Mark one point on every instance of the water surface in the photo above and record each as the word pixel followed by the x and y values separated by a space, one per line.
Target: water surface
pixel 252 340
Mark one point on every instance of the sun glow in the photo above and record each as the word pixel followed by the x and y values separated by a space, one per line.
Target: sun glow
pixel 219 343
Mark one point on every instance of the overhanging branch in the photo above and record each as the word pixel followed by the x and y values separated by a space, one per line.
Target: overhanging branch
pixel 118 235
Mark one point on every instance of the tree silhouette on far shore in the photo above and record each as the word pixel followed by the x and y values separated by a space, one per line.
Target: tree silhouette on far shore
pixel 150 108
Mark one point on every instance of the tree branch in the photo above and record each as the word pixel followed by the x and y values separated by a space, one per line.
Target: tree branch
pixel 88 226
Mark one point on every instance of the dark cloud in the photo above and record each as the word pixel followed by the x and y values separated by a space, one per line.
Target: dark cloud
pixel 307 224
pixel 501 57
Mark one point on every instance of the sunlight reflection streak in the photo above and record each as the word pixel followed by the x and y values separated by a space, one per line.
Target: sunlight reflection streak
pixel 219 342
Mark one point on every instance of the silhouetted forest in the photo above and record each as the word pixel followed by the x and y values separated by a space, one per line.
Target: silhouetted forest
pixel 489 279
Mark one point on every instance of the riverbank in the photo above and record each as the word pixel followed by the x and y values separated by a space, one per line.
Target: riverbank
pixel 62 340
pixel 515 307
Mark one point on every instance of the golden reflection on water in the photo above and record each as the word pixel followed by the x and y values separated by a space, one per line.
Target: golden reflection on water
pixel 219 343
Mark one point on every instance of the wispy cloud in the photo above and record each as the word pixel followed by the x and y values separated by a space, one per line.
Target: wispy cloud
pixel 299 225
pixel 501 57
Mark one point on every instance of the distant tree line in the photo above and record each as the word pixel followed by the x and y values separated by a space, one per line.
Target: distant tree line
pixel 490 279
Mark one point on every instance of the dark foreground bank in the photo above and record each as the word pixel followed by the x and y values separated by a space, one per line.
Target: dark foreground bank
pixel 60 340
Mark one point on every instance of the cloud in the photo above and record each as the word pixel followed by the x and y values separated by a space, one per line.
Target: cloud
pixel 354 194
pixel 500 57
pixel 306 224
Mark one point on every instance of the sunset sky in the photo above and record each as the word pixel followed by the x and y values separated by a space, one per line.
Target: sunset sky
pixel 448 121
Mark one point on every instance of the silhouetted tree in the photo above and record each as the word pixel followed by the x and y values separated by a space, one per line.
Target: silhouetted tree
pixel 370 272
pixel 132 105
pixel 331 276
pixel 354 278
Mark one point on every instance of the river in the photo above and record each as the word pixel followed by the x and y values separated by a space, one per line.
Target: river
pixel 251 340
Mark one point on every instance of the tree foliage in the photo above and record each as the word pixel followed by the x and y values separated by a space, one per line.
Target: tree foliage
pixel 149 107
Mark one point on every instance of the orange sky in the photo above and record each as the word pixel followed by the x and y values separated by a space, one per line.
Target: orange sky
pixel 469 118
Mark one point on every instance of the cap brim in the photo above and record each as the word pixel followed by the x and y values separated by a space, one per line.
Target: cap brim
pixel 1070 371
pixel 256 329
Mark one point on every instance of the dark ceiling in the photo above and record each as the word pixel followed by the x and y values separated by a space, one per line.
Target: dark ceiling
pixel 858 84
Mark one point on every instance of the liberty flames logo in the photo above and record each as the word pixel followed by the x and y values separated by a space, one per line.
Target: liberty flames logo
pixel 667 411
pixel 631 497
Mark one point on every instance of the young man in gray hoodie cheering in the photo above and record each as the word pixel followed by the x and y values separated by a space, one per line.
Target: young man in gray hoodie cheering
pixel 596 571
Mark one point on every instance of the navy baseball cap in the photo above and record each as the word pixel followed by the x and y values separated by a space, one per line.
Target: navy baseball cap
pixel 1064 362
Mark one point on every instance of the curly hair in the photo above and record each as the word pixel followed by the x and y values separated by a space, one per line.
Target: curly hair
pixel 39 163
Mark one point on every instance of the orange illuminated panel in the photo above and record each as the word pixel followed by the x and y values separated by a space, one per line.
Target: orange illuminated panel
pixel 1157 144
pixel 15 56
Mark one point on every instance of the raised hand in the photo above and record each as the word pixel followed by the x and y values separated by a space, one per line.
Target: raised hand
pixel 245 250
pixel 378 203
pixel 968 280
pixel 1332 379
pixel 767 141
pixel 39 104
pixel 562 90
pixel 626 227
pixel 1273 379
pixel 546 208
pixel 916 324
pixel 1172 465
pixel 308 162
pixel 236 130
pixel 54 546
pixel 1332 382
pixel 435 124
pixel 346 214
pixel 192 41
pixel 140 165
---------------
**GOAL OF THE EXERCISE**
All of the entries above need to be printed again exactly.

**ANSWER AREA**
Mark one point on every instance of the water surface in the photo above and record each as the word pixel followed by the x and y values separated by a space, one per line.
Target: water surface
pixel 252 340
Mark one point on every instance of the sun glow in the photo above and record each as the word pixel followed by the x and y values separated by a space, one per line.
Target: sun glow
pixel 219 343
Mark one point on every instance of the overhanging branch in the photo above and record each as the word pixel followed by the x and y values separated by a space, one per line.
Target: overhanging branch
pixel 118 235
Mark one point on every instance of the tree silhouette on far shore in the photo above and record each as the word pixel followed by the x and y values separated by a space, one per line.
Target: tree silhouette on far shore
pixel 150 108
Mark one point on every instance of the tree branch in the photo above and record each as the word pixel followed by the x and y values separated by a space, one per line.
Target: tree branch
pixel 88 226
Mark one point on every instance of the dark cloud in the photo above and record each as the word pixel followed by the x and y values separated by a space, one per line.
Target: dark cloud
pixel 307 224
pixel 501 57
Mark one point on every instance of the sunlight reflection streak in the photo above and record each as the word pixel followed by the x and y values separated by a space, one per line.
Target: sunlight reflection streak
pixel 219 342
Mark one point on every instance of the silhouetted forest in the photo above and record each as the word pixel followed by the x and y values separated by a space, one per line.
Target: silhouetted forest
pixel 489 279
Mark one point on every instance of the riverbank in the photo above and record each as the word pixel followed by the x and y values separated by a space, one per line.
Target: riverbank
pixel 62 340
pixel 515 307
Mark one point on every instance of the golden reflection on water in the photo above and record each as the word pixel followed by the x and y values separated by a space, one per line.
Target: golden reflection on water
pixel 219 343
Mark one point on every instance of the wispy cloud in the photo above and record each as the word pixel followed by the x and y values separated by a space, one per line.
Target: wispy cloud
pixel 299 225
pixel 501 57
Mark one point on every instance of the distant tree line in the photo above and record each as the word pixel followed by the x and y values separated by a space, one per line.
Target: distant tree line
pixel 490 279
Mark one point on every instance of the dark foreground bank in the photo above and record each as the word pixel followed by the x and y values separated by a space, one per line.
Target: dark foreground bank
pixel 60 340
Mark one point on every instance of the cloud in the photo above and record each as the word pixel followed by the x and y values separated by a space, one per line.
Target: cloud
pixel 354 194
pixel 500 57
pixel 306 224
Mark one point on every instance of the sunset sky in the photo above and record each as the word pixel followed by the x and y values separated by a space, one per line.
Target: sunset sky
pixel 448 121
Mark one point on every instance of the silhouetted tree in the photo above and record each as the word pixel followed by the x and y values separated by a space, one per line.
Target: silhouetted tree
pixel 370 272
pixel 132 105
pixel 331 276
pixel 354 278
Mark one point on every instance of the river in the photo above and record each as the word pixel followed by the x and y values separated by a space, one per line.
Target: river
pixel 251 340
Mark one point on every instance of the tree foliage in the photo above and record each as the word pixel followed by the x and y values separated by a space, one per line.
Target: tree foliage
pixel 149 107
Mark one point on every instance of the orange sky in the photo above and record each as the word pixel followed by the x and y values separated by a space, one per line.
Target: orange sky
pixel 469 118
Mark one point on every instance of the cap brim in the photo above and record each as the word pixel followed by the x and y values separated by a space, one per line.
Target: cap brim
pixel 1070 371
pixel 256 329
Mark one point on every instance of the dark ceiling in the photo above and record each as the word pixel followed by the x and y values separated by a space, one per line.
Target: dark ceiling
pixel 858 84
Mark one point on every instance of the liberty flames logo in the photo above and record each as the word pixel followed by the x and y values separated by a space, one per line.
Target: liberty flames logo
pixel 667 411
pixel 631 497
Mark one point on every instance of the young man in gray hoodie cheering in the photo above and record each as the word pixel followed by the x and y values separated by a space, one per line.
Target: young man in gray hoodie cheering
pixel 596 571
Mark one point on every instance of the navy baseball cap in the photo above and record each as the word pixel followed by the x and y values separated by a space, one per line.
Target: navy baseball cap
pixel 1064 362
Mark one point on every instance of the curly hair in the photo above and record each as the word pixel followed by the x and y values separated by a space, one per line.
Target: curly hair
pixel 39 163
Mark one point on every instance of the orange illuminated panel in the photo above and record each as the word pixel followed by the x and y values separated by a space, one per line.
Target: orange illuminated panel
pixel 1157 144
pixel 15 56
Mark one point on every instance of the raised hand in the photo above and record each as the word pixel followed by the x and y values separated by a space, one per line.
Target: raised hand
pixel 245 250
pixel 378 203
pixel 968 280
pixel 1332 379
pixel 767 141
pixel 39 104
pixel 562 90
pixel 626 227
pixel 1273 379
pixel 546 208
pixel 916 324
pixel 1172 465
pixel 308 162
pixel 236 130
pixel 54 546
pixel 1332 382
pixel 435 124
pixel 346 214
pixel 192 41
pixel 140 165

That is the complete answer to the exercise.